* PROVIDED RECORDS
===============

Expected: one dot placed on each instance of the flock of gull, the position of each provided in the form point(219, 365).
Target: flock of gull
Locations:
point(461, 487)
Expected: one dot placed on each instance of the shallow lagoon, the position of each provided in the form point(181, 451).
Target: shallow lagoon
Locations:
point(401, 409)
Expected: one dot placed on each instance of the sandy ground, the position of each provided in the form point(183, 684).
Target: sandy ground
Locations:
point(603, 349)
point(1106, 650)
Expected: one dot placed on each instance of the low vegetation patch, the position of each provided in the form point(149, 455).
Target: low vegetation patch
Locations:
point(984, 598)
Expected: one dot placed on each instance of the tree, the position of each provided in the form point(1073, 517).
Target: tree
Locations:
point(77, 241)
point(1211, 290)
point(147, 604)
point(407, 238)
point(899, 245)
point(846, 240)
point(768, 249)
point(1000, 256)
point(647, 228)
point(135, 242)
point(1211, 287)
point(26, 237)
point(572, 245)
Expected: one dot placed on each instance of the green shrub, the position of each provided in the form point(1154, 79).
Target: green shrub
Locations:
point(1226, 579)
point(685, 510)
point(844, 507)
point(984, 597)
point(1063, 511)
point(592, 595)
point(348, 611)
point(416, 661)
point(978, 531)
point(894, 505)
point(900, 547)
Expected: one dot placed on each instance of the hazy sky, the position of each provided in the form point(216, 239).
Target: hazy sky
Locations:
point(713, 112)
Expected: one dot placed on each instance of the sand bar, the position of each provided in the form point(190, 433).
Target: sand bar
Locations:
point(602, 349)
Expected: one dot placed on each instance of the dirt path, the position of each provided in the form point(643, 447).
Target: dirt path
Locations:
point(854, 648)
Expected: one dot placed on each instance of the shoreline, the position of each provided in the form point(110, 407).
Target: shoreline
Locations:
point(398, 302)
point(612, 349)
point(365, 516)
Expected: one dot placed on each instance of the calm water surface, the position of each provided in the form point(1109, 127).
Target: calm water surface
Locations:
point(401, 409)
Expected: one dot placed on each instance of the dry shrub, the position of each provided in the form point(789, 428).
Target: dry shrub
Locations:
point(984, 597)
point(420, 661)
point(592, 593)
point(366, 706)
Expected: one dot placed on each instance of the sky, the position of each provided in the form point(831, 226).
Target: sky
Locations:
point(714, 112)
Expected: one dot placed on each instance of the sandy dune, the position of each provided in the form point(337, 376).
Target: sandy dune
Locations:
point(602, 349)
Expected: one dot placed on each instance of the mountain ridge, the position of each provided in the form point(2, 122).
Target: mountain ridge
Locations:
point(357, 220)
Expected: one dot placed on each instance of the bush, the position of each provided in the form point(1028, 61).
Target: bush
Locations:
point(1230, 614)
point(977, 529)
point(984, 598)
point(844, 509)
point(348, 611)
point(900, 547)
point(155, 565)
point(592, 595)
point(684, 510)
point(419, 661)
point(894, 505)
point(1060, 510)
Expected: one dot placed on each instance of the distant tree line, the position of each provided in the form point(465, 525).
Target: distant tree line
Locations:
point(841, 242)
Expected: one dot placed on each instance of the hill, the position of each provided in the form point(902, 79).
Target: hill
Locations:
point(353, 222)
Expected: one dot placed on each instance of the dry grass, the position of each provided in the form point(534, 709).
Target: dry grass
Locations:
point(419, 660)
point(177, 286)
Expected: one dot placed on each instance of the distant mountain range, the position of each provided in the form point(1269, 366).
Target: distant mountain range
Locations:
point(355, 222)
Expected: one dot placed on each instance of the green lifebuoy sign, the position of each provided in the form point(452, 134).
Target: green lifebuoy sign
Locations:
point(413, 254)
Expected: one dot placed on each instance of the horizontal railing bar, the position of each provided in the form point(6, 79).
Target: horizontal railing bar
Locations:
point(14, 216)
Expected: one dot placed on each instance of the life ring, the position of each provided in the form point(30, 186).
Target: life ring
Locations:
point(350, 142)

===============

* WHAT IS EXPECTED
Turn every line of the entries above into a numbered list, leaving out any blank lines.

* COMPLETE ANSWER
1. Expected: one dot placed on each instance of the flock of gull, the position of each provided in the form point(219, 365).
2. Target: flock of gull
3. Locations:
4. point(461, 487)
5. Expected: one dot placed on each instance of the shallow lagoon, the position of each provided in the form point(181, 451).
6. Target: shallow lagoon
7. Locations:
8. point(401, 409)
9. Expected: one dot placed on each instance of the sandy ground, the position of each provided in the form point(183, 684).
10. Target: sandy ground
11. Locations:
12. point(603, 349)
13. point(1106, 650)
14. Expected: one dot placed on each instance of the low vegetation patch, the position of each provided in the form point(149, 455).
15. Target: low vegetation patch
16. Locations:
17. point(984, 598)
18. Expected: one dot placed on each instance of the tree, the position of each provided in the form point(1073, 517).
19. Target: tree
20. Locations:
21. point(77, 241)
22. point(1211, 290)
23. point(147, 604)
24. point(407, 238)
25. point(899, 245)
26. point(846, 240)
27. point(768, 249)
28. point(1000, 256)
29. point(647, 228)
30. point(135, 242)
31. point(1211, 287)
32. point(26, 237)
33. point(572, 245)
34. Expected: one dot placed on each instance of the green shrub, the position of each provided in the form point(1154, 79).
35. Target: green shrub
36. Locations:
37. point(1226, 579)
38. point(685, 510)
39. point(844, 507)
40. point(984, 597)
41. point(1063, 511)
42. point(592, 595)
43. point(348, 611)
44. point(416, 661)
45. point(978, 531)
46. point(894, 505)
47. point(900, 547)
48. Expected: one dot placed on each instance of the hazy sky, the position of each provided in the form point(216, 239).
49. Target: hazy sky
50. Locations:
51. point(713, 112)
52. Expected: one dot placed on each instance of the sand bar, the position of each provided in the form point(190, 433).
53. Target: sand bar
54. Locations:
55. point(602, 349)
56. Expected: one dot placed on each instance of the dirt path, the position of each provided in the form point(643, 447).
57. Target: dirt path
58. Locations:
59. point(854, 648)
60. Expected: one dot placed on each instance of the shoreline, the position of each provided in the form point(110, 407).
61. Target: shoreline
62. Locations:
63. point(398, 302)
64. point(612, 349)
65. point(365, 516)
66. Expected: one dot placed on each instance of the calm water surface, the position of each provided in the form point(1109, 127).
67. Target: calm water surface
68. Locations:
69. point(401, 409)
70. Expected: one dot placed on each instance of the dry shrub, the position of each provided in the form point(789, 428).
71. Target: dry shrub
72. Locations:
73. point(984, 597)
74. point(420, 661)
75. point(592, 593)
76. point(366, 706)
77. Expected: one dot placed on each instance of the sky, the position of each provided in the form point(831, 226).
78. Target: sky
79. Locations:
80. point(714, 112)
81. Expected: one dot placed on each instance of the sandy dune, the position of each provided in the form point(337, 376).
82. Target: sandy dune
83. Locations:
84. point(602, 349)
85. Expected: one dot placed on each instance of the mountain ridge, the position of each provided in the form point(2, 122).
86. Target: mountain ridge
87. Locations:
88. point(357, 220)
89. Expected: one dot placed on each instance of the bush, the position of each provided in the form point(1028, 61).
90. Target: bush
91. Locations:
92. point(1230, 614)
93. point(977, 529)
94. point(984, 598)
95. point(844, 509)
96. point(348, 611)
97. point(900, 547)
98. point(155, 565)
99. point(592, 595)
100. point(684, 510)
101. point(419, 661)
102. point(894, 505)
103. point(1060, 510)
104. Expected: one dot placed on each instance of the distant tree line, the position of each provided in the form point(465, 525).
105. Target: distant tree line
106. Locations:
107. point(841, 242)
108. Expected: one dot placed on each instance of the hill, the position of each provided in the form point(902, 79).
109. Target: hill
110. Locations:
111. point(353, 222)
112. Expected: one dot placed on each instance of the dry grass, the position of each provided in the form point(534, 709).
113. Target: dry grass
114. Locations:
115. point(419, 660)
116. point(177, 286)
117. Expected: one dot placed on each instance of the distant mountain range, the position of each provided in the form point(1269, 366).
118. Target: distant mountain range
119. Locations:
120. point(355, 222)
121. Expected: one dot placed on each instance of the green lifebuoy sign, the position of each provided in the form point(452, 134).
122. Target: green lifebuoy sign
123. Locations:
124. point(413, 254)
125. Expected: one dot placed on each instance of the horizontal railing bar, the position of each provided in the form point(6, 79).
126. Target: horizontal railing bar
127. Locations:
128. point(14, 216)
129. Expected: one dot placed on each instance of the life ring, the position of each provided in the form point(30, 186).
130. Target: life ring
131. Locations:
132. point(350, 142)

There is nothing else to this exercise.